### TASK TO CARRY OUT
Repeat every line exactly, keeping the pictures out of the copy.

══ DATA TO PROCESS ══

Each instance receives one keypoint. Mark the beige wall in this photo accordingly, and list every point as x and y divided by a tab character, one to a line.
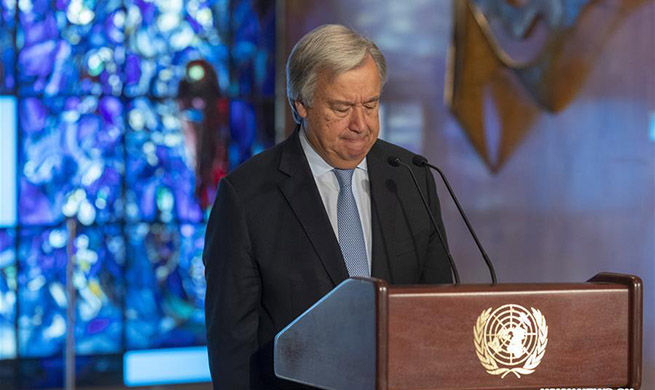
576	198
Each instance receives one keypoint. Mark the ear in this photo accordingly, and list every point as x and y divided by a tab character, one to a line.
300	108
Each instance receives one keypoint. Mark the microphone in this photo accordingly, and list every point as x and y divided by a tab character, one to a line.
421	161
395	161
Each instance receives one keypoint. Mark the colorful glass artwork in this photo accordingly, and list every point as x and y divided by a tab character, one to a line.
101	140
160	182
98	281
7	47
71	162
165	286
8	290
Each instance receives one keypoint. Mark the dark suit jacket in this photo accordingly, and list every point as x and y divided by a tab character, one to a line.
270	252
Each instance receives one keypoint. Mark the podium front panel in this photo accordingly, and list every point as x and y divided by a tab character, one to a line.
508	337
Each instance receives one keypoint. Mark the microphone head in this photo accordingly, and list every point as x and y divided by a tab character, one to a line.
394	161
419	160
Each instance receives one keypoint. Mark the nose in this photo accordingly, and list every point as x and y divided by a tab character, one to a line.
357	119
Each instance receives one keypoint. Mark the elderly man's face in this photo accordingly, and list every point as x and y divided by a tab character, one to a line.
342	124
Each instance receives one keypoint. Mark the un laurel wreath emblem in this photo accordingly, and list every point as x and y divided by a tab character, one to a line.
510	339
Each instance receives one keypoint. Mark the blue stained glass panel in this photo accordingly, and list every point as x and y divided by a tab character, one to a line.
253	51
71	160
71	47
160	182
165	36
98	280
251	129
7	294
7	49
165	286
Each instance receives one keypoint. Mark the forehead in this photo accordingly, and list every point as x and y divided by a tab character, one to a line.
357	84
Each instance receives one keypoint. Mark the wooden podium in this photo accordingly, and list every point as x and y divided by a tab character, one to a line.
366	334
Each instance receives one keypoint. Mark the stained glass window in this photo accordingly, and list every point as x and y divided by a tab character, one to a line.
72	47
98	281
102	138
165	286
7	294
7	48
160	181
165	35
71	160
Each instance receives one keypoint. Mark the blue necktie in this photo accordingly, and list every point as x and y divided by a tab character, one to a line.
351	236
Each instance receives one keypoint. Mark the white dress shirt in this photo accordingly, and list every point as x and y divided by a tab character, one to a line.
328	187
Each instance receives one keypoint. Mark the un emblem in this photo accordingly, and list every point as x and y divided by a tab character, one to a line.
510	339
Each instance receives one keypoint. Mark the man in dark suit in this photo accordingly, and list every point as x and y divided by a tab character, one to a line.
293	222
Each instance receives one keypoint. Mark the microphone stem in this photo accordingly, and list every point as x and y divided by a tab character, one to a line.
434	223
468	225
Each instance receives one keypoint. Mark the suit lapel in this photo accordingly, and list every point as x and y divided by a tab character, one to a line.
304	199
383	209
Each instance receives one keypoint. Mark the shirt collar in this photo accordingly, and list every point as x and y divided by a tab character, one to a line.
316	163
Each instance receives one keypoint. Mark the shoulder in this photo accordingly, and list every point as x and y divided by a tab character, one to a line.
257	166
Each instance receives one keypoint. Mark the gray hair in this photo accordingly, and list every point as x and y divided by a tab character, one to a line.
332	48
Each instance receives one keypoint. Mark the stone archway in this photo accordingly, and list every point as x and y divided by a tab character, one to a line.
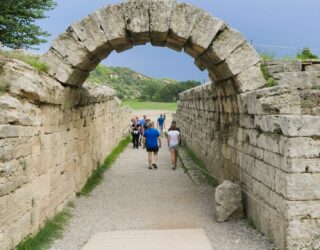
248	129
261	138
182	27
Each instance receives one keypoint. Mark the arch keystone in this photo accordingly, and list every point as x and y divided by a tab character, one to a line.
204	30
136	15
90	33
70	48
112	21
223	45
61	70
160	16
182	20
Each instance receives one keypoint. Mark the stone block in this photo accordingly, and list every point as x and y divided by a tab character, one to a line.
26	82
280	66
74	52
182	20
302	165
274	100
241	59
312	67
228	201
223	45
298	80
136	15
92	36
61	70
10	131
292	126
14	112
113	24
299	210
250	79
204	30
301	147
160	16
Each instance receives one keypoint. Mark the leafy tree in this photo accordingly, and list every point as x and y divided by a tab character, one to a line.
306	54
17	22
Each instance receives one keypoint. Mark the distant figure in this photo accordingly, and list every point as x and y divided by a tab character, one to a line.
174	140
141	122
152	141
160	124
146	125
135	135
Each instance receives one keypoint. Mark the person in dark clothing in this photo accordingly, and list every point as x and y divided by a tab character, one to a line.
174	125
136	135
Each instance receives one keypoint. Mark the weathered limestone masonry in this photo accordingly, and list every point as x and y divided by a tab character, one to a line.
51	138
267	140
261	138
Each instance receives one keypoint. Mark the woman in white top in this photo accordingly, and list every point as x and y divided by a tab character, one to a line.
173	143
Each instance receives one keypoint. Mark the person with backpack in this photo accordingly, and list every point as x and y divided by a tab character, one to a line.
174	140
160	124
135	135
152	142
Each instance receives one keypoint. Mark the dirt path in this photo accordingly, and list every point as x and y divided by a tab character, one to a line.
134	198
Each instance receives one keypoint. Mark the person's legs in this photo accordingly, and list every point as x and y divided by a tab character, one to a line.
136	141
154	161
175	157
150	159
172	156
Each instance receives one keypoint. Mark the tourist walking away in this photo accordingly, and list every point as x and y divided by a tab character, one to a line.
152	141
173	143
160	124
135	135
146	125
174	125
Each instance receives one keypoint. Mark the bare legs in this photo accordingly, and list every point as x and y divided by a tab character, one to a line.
152	158
174	155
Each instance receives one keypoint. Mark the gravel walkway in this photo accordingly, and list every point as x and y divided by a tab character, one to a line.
134	198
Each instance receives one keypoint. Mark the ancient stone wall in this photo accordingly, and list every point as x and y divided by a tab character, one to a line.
267	141
51	138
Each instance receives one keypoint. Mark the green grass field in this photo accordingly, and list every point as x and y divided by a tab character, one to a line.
137	105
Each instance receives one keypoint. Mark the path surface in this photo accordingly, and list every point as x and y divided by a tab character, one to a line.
134	198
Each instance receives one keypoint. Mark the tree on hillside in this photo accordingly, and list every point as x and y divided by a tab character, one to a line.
17	22
306	54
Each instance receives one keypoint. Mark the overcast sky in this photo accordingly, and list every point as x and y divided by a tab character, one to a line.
284	23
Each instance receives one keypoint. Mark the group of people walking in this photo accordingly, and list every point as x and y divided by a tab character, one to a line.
146	135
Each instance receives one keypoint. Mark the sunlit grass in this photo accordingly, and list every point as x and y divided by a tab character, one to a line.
97	174
51	231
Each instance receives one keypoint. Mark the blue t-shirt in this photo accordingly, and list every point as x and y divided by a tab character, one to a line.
141	122
161	121
151	136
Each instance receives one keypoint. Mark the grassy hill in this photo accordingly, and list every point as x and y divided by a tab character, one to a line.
127	83
132	85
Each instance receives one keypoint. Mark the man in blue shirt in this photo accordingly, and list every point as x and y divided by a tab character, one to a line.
152	141
161	124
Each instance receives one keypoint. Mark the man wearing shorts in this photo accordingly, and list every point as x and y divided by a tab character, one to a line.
174	140
152	141
161	124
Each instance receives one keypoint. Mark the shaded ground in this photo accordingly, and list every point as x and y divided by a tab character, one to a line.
134	198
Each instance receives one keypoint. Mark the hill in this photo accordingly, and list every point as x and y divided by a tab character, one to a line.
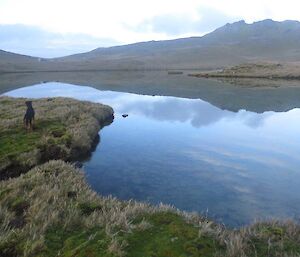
229	45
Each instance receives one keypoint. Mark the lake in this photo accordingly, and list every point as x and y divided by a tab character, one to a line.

═══

### ANSWER FOR THIS EXERCISE
Each instance receives one keypoint. Mark the beige wall in this photo accordingly, and list every point as x and y divided by a tab character, one to a line.
576	198
Each instance receives one keypoint. Mark the ear in this photo accordingly, and list every point as x and y divided by a tab character, one to a line.
300	108
Each instance receives one keypoint. Mark the microphone in this photo accordingly, and list every point as x and y divided by a tab character, one to a line.
421	161
395	161
Each instance receives one keypoint. Mark the colorful glass artwork in this photo accordingly, and list every point as x and y divided by a tab character, one to a line.
101	140
160	182
98	281
7	47
71	162
165	286
8	290
Each instance receives one keypoint. Mark the dark suit jacket in this photo accordingly, and list every point as x and y divided by a tab character, one to a line.
270	252
Each instance receives one keypoint. Mark the podium front panel in this photo accordingly, and list every point as x and y divided by a tab character, one to a line.
508	337
Each instance receives one keypoint. Mark the microphone head in this photo accordingly, and list every point as x and y divided by a tab character, one to a line.
394	161
419	160
Each instance receives one keypoint. Mark the nose in this photo accordingly, and list every point as x and y divided by a tab character, one to a line.
357	119
Each instance receives one keypoint. Mark the elderly man's face in this photo accordingly, and list every point as x and y divided by a tab character, one to a line.
342	124
Each instance receives one keypoint. Mark the un laurel wreath emblem in this photo accordingly, and list every point as x and y divided by a tab character, one to a line.
510	339
Each instance receives one keypoint. Mark the blue stained glass panel in this photo accordingly, and list every point as x and y divided by a tab character, one to a line.
253	51
71	160
71	47
160	182
165	36
98	280
251	129
7	294
7	49
165	286
Each instance receives one keypoint. Mark the forehead in this photo accordingly, and list every point as x and y divided by a tab character, one to a line.
357	84
Each instance receives one keypoint. Mark the wooden podium in this photo accordingly, and list every point as x and y divided by a tab character, one to a line.
366	334
Each instance receives one keypoint. Mark the stained glass window in this photo accordingly, and list every point as x and y divided by a tab character, one to a line.
72	47
98	281
102	138
165	286
7	294
7	48
160	181
165	35
71	160
Each instance receives one keypoint. Mark the blue necktie in this photo accordingly, and list every point as x and y divided by a tab character, one to a line.
351	236
Each instance receives one keypoint. Mark the white dress shirt in this photo accordingly, and list every point as x and y divided by a tab character, one to a line.
328	187
Each instance receives one keypoint. Mark the un emblem in this photo accordingly, and list every point as x and y divided by a tab character, one to a line.
510	339
Each instance receives one keypoint. Mark the man in dark suit in this photo accordingly, and list every point as x and y divided by a tab character, one to a line.
293	222
Each instance receives one keypoint. Mark the microphone stem in this photo accordingly, and list every point as x and y divided by a tab character, one to a line.
434	223
468	225
Each instance receives one keypoint. Mark the suit lapel in this photo accordingly, and list every point as x and y divided by a tab character, one to a line.
304	199
383	209
Each instance receives one keypoint. Mark the shirt collar in this photo accordingly, and list every point as x and y divided by a tab character, one to a line.
316	163
Each instance receives one keypoint. Mark the shoulder in this photo accordingly, and list every point as x and y divided by a tab character, one to a line.
257	166
Each instance receives one keypoint. Mark the gray hair in this photo accordingly, and list every point as x and y divided by a tab character, one to a line.
332	48
Each instance receives one keypoint. Mark the stone archway in this photo accordingly, and list every point as x and y divided by a tab character, one to a line.
248	129
261	138
182	27
Each instance receives one keypoint. Mark the arch keystone in this photo accordingly, and list every point as x and y divided by a tab character, one to a line.
204	30
136	15
90	33
70	48
112	21
223	45
61	70
160	16
182	20
Each instance receives one keypoint. Mark the stone block in this photo accordingly, and list every point as x and y divided by a tab character, one to a line.
26	82
280	66
74	52
182	20
302	165
274	100
241	59
312	67
228	201
223	45
298	80
136	15
92	36
61	70
10	131
292	126
14	112
113	24
299	210
250	79
204	30
301	147
160	16
Each instance receives one keypoint. Mark the leafy tree in this photo accordingly, and list every point as x and y divided by a tab character, one to a line.
306	54
17	22
Each instance receives one keypoint. Mark the distant figure in this photo accordingly, and list every point as x and y divided by a tab character, one to a line.
174	140
141	122
152	141
160	124
146	125
135	135
Each instance receives one keypoint. Mark the person in dark clothing in this photo accordingly, and list every point as x and y divided by a tab character, one to a line.
174	125
136	135
Each instance receives one keypoint. Mark the weathered limestone masonry in this photo accordingly, and list every point as x and y divided by a tab character, one to a line.
51	138
267	140
261	138
Each instance receives one keypoint. Mark the woman in white top in this photo accordingly, and list every point as x and y divided by a tab character, one to a line.
173	143
Each instance receives one keypoint. Mark the person with backpack in this photo accordingly, and list every point as x and y divided by a tab character, one to a line.
174	140
160	124
135	135
152	142
Each instance receives one keypoint. Mark the dirt path in this photo accordingly, and list every point as x and y divided by a tab character, one to a line.
134	198
Each instance receives one keypoint. Mark the person's legs in this photo accordingly, and list every point as x and y divided by a tab character, one to a line.
136	141
154	161
175	157
150	159
172	156
Each instance receives one keypoint. Mark the tourist walking away in this photo accordingly, and list every point as x and y divided by a tab character, one to a line.
152	141
173	143
160	124
135	135
146	125
174	125
Each instance receives one keypoint. Mark the bare legs in this photo accordingly, and list every point as x and y divided by a tab character, one to a line.
152	158
174	155
Each instance receives one keypoint. Mark the gravel walkway in this photo accordingly, and list every point as x and y divided by a tab character, one to a line.
134	198
Each instance receives one keypoint. Mark the ancient stone wall in this photo accordingly, and list every point as x and y divided by a tab character, one to a line.
267	141
51	138
Each instance receives one keypoint. Mark the green grass field in this photo accordingly, and list every point as x and y divided by a tab character, one to a line.
137	105
Each instance receives one keypoint. Mark the path surface in this photo accordingly, and list every point as x and y divided by a tab character, one to a line.
134	198
Each instance receives one keypoint. Mark the tree on hillside in this photo accordingly, and list every point as x and y divided by a tab character, one to a line.
17	22
306	54
Each instance receives one keypoint. Mark the overcast sky in this photo accordingly, and list every point as x and y divided by a tab character, one to a line.
284	23
Each instance receives one keypoint. Mark the group of people walking in this photo accordingly, and list every point as x and y divided by a tab character, one to a line.
146	135
Each instance receives one keypoint. Mark the sunlit grass in this photo accordingly, and list every point as x and y divided by a tab character, one to a line.
97	174
51	231
Each instance receives one keypoint. Mark the blue t-shirt in this photo accordingly, and list every point as x and y divided by a tab character, one to a line.
141	122
161	121
151	136
Each instance receives one keypoint. Mark the grassy hill in this photo accordingly, and list every point as x and y divided by a tab character, one to a line.
127	83
132	85
Each instance receives one keypoint. Mark the man in blue shirt in this photo accordingly, and list every point as x and y divided by a tab character, one to a line.
152	141
161	124
Each instance receives one keypoint. Mark the man wearing shorts in this photo accordingly, and list every point as x and y divided by a tab character, one to a line.
174	140
152	141
161	124
Each instance receives one keypoint. Mark the shaded ground in this photo accordingly, and list every point as x and y divided by a tab character, one to a line.
134	198
Each instance receives one keypoint. Mark the hill in this photo accordingly, and list every point as x and y divided by a tab character, one to a line.
229	45
Each instance receives one keypoint. Mark the lake in this photo accordingly, and list every point as x and y divided by a tab character, one to a line.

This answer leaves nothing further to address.